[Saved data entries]
-- START --
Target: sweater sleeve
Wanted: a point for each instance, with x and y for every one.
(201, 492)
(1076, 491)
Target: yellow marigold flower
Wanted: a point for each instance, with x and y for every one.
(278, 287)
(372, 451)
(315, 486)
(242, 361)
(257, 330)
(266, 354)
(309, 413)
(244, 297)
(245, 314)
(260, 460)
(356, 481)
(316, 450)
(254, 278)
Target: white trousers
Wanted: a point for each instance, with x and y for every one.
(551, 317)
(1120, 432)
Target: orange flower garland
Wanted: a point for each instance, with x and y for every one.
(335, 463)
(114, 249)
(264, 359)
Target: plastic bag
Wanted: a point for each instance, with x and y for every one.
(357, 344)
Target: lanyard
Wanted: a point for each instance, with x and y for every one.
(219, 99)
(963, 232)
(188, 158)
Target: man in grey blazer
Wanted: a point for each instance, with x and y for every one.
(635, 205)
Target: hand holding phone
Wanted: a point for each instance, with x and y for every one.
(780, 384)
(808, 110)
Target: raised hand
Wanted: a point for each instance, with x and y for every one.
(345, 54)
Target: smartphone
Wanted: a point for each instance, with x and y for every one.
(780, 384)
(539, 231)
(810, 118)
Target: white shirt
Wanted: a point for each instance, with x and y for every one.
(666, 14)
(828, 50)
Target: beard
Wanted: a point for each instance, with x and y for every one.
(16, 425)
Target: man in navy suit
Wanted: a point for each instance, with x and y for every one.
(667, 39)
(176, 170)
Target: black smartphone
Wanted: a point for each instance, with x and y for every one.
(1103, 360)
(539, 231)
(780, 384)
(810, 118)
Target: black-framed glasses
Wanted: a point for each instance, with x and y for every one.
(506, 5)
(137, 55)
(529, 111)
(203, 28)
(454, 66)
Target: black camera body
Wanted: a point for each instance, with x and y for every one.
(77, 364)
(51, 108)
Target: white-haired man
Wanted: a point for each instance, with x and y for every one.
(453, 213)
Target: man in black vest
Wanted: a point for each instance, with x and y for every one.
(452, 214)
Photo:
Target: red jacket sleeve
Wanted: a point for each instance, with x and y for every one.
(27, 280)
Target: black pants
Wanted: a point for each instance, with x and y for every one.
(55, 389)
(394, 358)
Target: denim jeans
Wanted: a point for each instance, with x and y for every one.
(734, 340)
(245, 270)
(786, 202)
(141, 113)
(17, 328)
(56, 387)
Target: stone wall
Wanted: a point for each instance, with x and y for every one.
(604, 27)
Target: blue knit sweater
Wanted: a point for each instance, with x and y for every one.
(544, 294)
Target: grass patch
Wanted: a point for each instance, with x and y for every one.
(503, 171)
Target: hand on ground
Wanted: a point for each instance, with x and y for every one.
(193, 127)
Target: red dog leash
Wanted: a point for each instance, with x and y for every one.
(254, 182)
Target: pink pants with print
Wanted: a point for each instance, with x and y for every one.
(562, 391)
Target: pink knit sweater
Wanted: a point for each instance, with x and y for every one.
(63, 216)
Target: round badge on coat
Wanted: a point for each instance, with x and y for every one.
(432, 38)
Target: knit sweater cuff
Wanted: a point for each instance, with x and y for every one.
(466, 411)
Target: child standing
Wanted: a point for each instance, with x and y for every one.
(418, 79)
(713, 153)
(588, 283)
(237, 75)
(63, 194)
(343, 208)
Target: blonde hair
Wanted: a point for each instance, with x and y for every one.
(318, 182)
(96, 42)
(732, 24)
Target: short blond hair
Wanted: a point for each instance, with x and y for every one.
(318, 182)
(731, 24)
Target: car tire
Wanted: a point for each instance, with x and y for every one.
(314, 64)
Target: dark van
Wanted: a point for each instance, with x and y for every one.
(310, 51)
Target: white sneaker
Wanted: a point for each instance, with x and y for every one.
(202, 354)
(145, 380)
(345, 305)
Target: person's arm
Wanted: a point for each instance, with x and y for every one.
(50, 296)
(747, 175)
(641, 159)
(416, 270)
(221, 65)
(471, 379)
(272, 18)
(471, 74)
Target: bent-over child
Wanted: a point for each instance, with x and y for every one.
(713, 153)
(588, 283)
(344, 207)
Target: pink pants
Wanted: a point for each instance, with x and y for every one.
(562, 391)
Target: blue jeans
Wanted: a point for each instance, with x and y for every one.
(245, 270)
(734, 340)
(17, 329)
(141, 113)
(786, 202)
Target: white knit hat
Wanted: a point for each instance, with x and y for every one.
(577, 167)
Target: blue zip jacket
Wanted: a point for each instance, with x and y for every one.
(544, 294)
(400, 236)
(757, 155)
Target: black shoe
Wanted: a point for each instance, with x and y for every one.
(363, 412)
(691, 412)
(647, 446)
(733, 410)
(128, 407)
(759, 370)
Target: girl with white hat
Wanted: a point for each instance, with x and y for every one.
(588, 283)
-- END --
(Your goal) Rewrite the rows from the line containing "Target: car tire" through the end of the rows, keeping the requests. In the answers, multiply every x and y coordinate by 1.8 and round to whole numbers, with halves rounded up.

(Output for this exercise)
Target: car tire
Wanted: a point for each instance, with x and y for every one.
(565, 115)
Target: dark van
Wanted: a point for each instance, with x and y for every one.
(558, 92)
Target: white sneaker
Wanted: a point for each instance, with x and y for every one.
(364, 637)
(261, 684)
(621, 549)
Target: person's arm
Wanted: a point for each instance, with x and y for every one.
(90, 533)
(1345, 315)
(1154, 286)
(749, 486)
(398, 117)
(848, 682)
(490, 32)
(848, 133)
Target: bent-over child
Wanted: a point for each instance, with x and y for every one.
(1283, 275)
(1058, 509)
(619, 373)
Target: pink pants
Wanted: a point for each instance, with x and y for every one.
(1012, 704)
Target: blue jeans
Wanted: a point for each instance, with x and y for every one.
(441, 486)
(1321, 612)
(31, 592)
(254, 203)
(1415, 364)
Target: white knit hat
Wanted: a point for each instance, with x and y for every one.
(1039, 301)
Target: blue zip jacket
Wanted: a point for each instance, with x and y for every one.
(979, 529)
(720, 425)
(1363, 279)
Target: black shoe
Wanted: a point for each instance, with x and y for every one.
(653, 742)
(1244, 742)
(1165, 803)
(1319, 738)
(230, 733)
(1366, 666)
Target: girl with white hat
Wanted: a point for each instance, with x and y for every one.
(1058, 509)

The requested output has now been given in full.